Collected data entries
=== Begin Enclosure ===

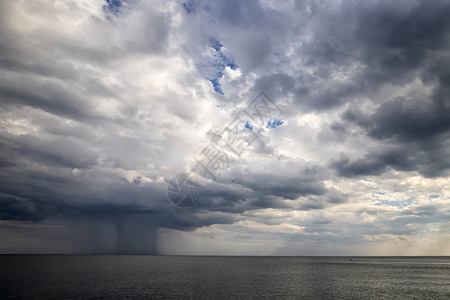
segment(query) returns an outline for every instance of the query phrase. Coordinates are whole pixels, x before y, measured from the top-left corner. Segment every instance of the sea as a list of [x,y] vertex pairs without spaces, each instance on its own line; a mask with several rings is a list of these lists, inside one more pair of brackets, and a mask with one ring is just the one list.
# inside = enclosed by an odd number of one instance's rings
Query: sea
[[0,259],[1,299],[450,299],[450,257]]

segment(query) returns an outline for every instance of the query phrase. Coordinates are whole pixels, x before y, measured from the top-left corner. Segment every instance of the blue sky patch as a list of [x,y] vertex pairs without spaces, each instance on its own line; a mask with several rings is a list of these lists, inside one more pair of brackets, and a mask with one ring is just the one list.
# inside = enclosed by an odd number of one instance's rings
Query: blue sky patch
[[136,1],[137,0],[105,0],[106,4],[103,5],[103,10],[118,15],[121,13],[124,6],[133,4],[133,2]]
[[223,45],[215,38],[210,39],[209,49],[205,58],[205,63],[197,64],[198,70],[211,82],[216,93],[224,95],[220,86],[223,71],[226,67],[236,70],[238,66],[223,53]]
[[216,51],[220,51],[222,49],[223,45],[216,39],[210,39],[211,47],[214,48]]
[[106,4],[103,5],[103,9],[114,14],[118,14],[122,5],[122,0],[106,0]]
[[440,197],[439,195],[430,195],[430,196],[428,196],[429,199],[436,199],[436,198],[439,198],[439,197]]
[[249,121],[245,122],[245,128],[253,130],[253,126],[252,126],[252,124],[250,124]]
[[184,10],[188,14],[191,14],[191,13],[193,13],[195,11],[195,3],[192,0],[186,1],[182,5],[183,5]]
[[406,206],[409,206],[411,204],[413,204],[414,200],[416,200],[415,197],[410,197],[408,199],[405,200],[393,200],[393,201],[389,201],[389,200],[379,200],[378,203],[375,203],[375,205],[378,206],[382,206],[382,205],[387,205],[387,206],[397,206],[399,208],[403,208]]
[[[222,76],[220,76],[220,77],[222,77]],[[211,83],[214,87],[214,91],[217,94],[223,95],[223,91],[222,91],[222,88],[220,87],[220,83],[219,83],[219,78],[210,79],[209,81],[211,81]]]
[[278,120],[277,118],[273,118],[272,120],[267,122],[266,128],[269,128],[269,129],[277,128],[277,127],[283,125],[283,123],[284,123],[283,121]]

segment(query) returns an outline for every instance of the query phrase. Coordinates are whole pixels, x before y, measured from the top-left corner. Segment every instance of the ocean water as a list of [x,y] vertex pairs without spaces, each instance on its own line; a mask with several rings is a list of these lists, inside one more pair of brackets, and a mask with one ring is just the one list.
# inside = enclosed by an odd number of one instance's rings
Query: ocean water
[[450,257],[0,259],[1,299],[450,299]]

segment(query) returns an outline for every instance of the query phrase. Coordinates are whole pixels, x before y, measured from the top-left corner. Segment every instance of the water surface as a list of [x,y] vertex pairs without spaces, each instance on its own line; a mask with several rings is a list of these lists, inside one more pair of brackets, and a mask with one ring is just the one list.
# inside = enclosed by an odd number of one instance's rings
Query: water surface
[[450,299],[450,257],[2,255],[2,299]]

=== End Enclosure ===

Work instruction
Each line of the records with the word "outline" in it is to be copied.

Reply to the exercise
segment(query) returns an outline for every instance of the query phrase. Coordinates are whole pixels, x before y, measured from the top-left corner. Segment every instance of the sea as a list of [x,y] vertex pairs without spaces, each instance on its own line; a mask with several rings is a list of these lists, inside one more pair of brackets, and a mask with one ring is just the one list.
segment(query) returns an outline for every instance of the query phrase. Coordinates are whole pixels, x before y, measured from the top-left corner. Segment every instance of the blue sky patch as a list of [x,y] vertex pairs without spaces, each instance on its own line; a mask with several rings is a list of these lists, inside one more pair of brackets, and a mask with one ring is just the one list.
segment(query) returns an outline for every instance of the query phrase. Coordinates are whole pixels, x before y, measured from the top-left corner. Segment every instance of the ocean water as a list of [x,y] vertex pairs without spaces, each instance on its own line; a mask with several rings is a list of these lists, inside one more pair of brackets, and a mask with one ring is just the one list.
segment(query) returns an outline for every instance of the query phrase. Coordinates are whole pixels, x before y, measured from the top-left corner. Segment every instance of the water surface as a list of [x,y] vertex pairs without spaces, each instance on its own line; a mask with several rings is a list of these lists, inside one more pair of brackets, and a mask with one ring is just the one list.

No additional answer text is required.